→ Problem set:
**1.** Name every car model mentioned in the post about CSCRA-type rules for modern cars.
**2.** Summarize the post about CSCRA-type rules for modern cars in three sentences.

→ Text passage:
::::::::::
Would there be any interest in a meeting run to CSCRA-type regs for modern cars?

(By modern, I mean probably sports/prototype/GT from say, Group C to the current day. In other words, large prototype-type cars and contemporary GTs. Porsche 956s to Audi R18s, Porsche 930s to Porsche 997s etc.)

My thinking behind this is that CSCRA is an excellent and successful set of rules, mainly because they are so minimal - effectively only dimensional regulations and the insistence upon hard bodies and rubber tyres. They are "free chassis" - hinged/not-hinged, steel, brass, plastic. Motors, gears, again all free.

To the best of my knowledge, there is no similar "nationwide" scene for modern-style cars - The Slot.It challenge is almost a spec series and CSCRA events are all a bit Goodwood revival in that they have an arbitary cut-off date and that will remain frozen in amber until the Day of Judgement or until baby boomer racers are all too senile to remember what to do with their thumbs (whichever comes first).
::::::::::
Items from a data source
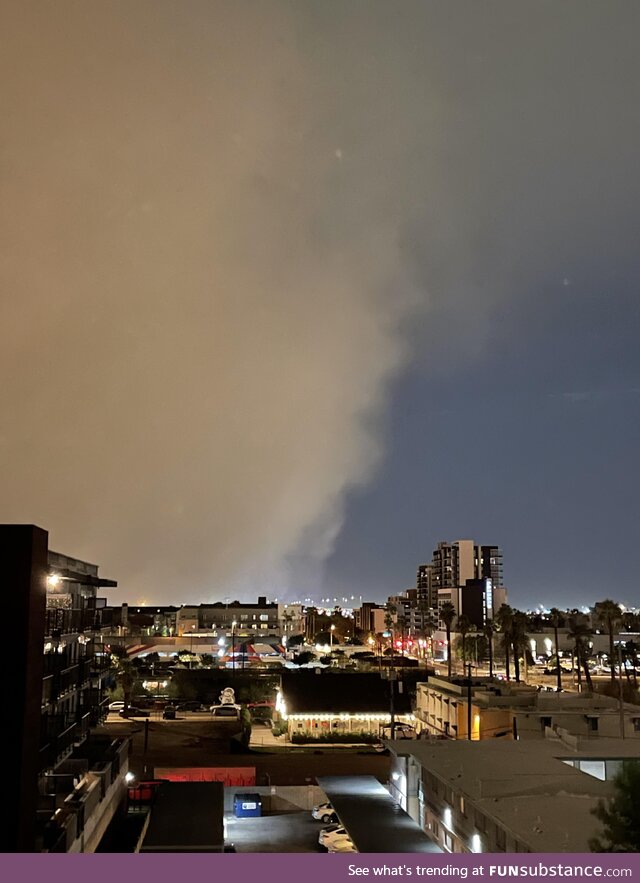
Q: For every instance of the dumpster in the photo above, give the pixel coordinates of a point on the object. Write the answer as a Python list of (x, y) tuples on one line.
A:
[(247, 806)]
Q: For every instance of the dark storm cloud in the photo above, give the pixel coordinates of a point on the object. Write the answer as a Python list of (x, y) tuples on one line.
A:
[(225, 226)]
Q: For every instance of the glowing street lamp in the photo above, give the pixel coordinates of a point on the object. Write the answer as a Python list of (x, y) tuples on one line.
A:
[(233, 647)]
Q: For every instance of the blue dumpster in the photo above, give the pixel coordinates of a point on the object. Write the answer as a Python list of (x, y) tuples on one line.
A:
[(247, 806)]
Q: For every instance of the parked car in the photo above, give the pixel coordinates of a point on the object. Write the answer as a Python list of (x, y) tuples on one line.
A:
[(132, 711), (331, 832), (401, 731), (324, 812), (342, 845)]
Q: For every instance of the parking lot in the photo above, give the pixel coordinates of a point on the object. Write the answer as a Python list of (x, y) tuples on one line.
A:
[(276, 832)]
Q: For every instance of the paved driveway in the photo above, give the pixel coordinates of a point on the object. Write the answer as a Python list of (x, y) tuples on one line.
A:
[(276, 832)]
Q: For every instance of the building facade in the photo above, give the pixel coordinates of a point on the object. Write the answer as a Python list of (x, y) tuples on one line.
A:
[(63, 788)]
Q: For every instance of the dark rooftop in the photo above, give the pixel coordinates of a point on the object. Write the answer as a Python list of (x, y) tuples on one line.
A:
[(373, 819), (335, 691), (186, 817)]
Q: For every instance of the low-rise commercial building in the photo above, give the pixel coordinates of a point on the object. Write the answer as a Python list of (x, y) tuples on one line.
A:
[(535, 796), (480, 709), (339, 704)]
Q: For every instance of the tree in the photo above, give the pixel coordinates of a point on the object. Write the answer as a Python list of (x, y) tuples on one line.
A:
[(488, 631), (447, 615), (463, 627), (519, 624), (124, 672), (389, 619), (555, 619), (609, 615), (504, 621), (620, 815), (579, 633)]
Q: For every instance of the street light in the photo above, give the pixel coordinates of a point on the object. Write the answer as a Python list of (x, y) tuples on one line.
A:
[(233, 647)]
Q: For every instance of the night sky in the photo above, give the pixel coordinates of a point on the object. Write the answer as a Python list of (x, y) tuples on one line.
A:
[(295, 290)]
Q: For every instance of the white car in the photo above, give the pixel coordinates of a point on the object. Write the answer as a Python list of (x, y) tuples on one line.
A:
[(331, 834), (342, 845), (324, 812)]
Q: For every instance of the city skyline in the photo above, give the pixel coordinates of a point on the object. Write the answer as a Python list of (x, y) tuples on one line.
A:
[(297, 291)]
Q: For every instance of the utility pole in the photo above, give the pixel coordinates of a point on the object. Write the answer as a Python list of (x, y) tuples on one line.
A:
[(620, 690), (469, 702)]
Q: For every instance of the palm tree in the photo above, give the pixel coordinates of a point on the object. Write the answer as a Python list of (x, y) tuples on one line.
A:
[(463, 627), (620, 815), (554, 618), (447, 615), (124, 671), (401, 624), (579, 633), (504, 620), (429, 625), (488, 633), (609, 615), (389, 620), (519, 623)]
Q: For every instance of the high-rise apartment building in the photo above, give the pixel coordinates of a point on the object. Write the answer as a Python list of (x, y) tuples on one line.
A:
[(452, 566)]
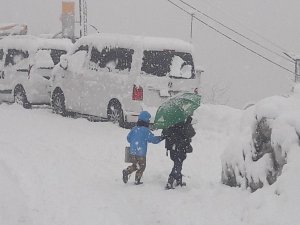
::::::::::
→ Answers provided:
**1.** Porsche 956, Audi R18, Porsche 930, Porsche 997

**2.** The writer asks whether anyone would be interested in a meeting run to CSCRA-type rules for modern sports, prototype and GT cars, from Group C to the present. The writer considers CSCRA's rules excellent because they are so minimal: they are mostly dimensional limits plus a requirement for hard bodies and rubber tires, and chassis, motors and gears are all free. As far as the writer knows, no similar nationwide scene exists for modern-style cars, since the Slot.It challenge is almost a spec series and CSCRA events hold to a fixed cut-off date.